Reproduce all of the material below, substituting "gets exactly one dot" for every occurrence of "receives one dot" and leaving everything else unchanged; omit the pictures.

-- Begin Excerpted data --

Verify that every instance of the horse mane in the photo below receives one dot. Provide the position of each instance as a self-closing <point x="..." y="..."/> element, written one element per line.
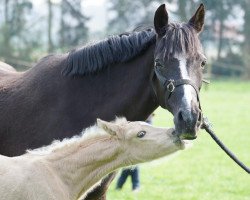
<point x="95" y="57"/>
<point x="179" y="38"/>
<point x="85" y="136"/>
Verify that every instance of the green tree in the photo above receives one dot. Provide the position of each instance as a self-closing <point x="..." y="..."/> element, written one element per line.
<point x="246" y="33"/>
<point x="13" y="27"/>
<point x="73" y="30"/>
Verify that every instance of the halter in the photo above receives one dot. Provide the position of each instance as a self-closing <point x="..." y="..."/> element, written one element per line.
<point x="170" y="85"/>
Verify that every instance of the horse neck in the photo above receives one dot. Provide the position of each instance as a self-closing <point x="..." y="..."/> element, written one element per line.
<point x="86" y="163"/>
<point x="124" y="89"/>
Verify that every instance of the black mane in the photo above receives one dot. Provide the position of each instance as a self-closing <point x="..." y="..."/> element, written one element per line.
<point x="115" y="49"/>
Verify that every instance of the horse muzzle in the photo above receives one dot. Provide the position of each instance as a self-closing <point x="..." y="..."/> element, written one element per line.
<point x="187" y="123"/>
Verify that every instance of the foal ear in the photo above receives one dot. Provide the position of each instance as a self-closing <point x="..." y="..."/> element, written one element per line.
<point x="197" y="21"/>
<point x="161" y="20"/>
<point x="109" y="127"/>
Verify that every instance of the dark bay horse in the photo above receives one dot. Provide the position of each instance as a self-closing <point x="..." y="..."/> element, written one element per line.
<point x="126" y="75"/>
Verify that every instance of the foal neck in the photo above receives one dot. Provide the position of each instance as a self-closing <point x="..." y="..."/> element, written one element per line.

-- End Excerpted data --

_Response to the task_
Verify that every instance of the horse mane in the photo below gets exactly one dot. Provide the position of each instance as a self-closing <point x="..." y="..."/> element, written one element per line.
<point x="95" y="57"/>
<point x="179" y="38"/>
<point x="85" y="136"/>
Verify that every instance of the green tree in the photo above gets exactly one dot. Provide the position of each instance as a self-closing <point x="..." y="..."/> element, written one element per line.
<point x="246" y="33"/>
<point x="13" y="27"/>
<point x="73" y="30"/>
Verify that every instance of the halter in the photo above gets exactly one dot. Provide the position of each instance as a self-closing <point x="..." y="..."/> element, written one element per line.
<point x="170" y="85"/>
Verify that every instance of the horse neck in the photo above gets exactly one dot. Provide the position of each instance as a self-closing <point x="..." y="..."/> element, written one element per line.
<point x="86" y="163"/>
<point x="124" y="89"/>
Verify that every instance of the black mane in the photo above gets exactly one dot. Provide the position of each instance as a self-closing <point x="..." y="..."/> element, written one element per line.
<point x="115" y="49"/>
Verify that every instance of the horse muzzle in the photo above gets exactly one dot. Provide the position of each instance as a self-closing <point x="..." y="..."/> element, written one element per line.
<point x="187" y="123"/>
Verify that every instance of the foal ear in the photo above gets exactly one dot. Provide the position of each instance as a self-closing <point x="..." y="..."/> element, written one element per line.
<point x="197" y="21"/>
<point x="161" y="20"/>
<point x="109" y="127"/>
Verify that every instance of the dark bay horse in the photo above gets exactly one dot. Provide the position of each instance as a self-closing <point x="..." y="..."/> element, written one element per line.
<point x="126" y="75"/>
Verify that every instance of the foal neck in the photo above gets exactly one dot. Provide the position of each instance as a self-closing <point x="..." y="..."/> element, written one element per line.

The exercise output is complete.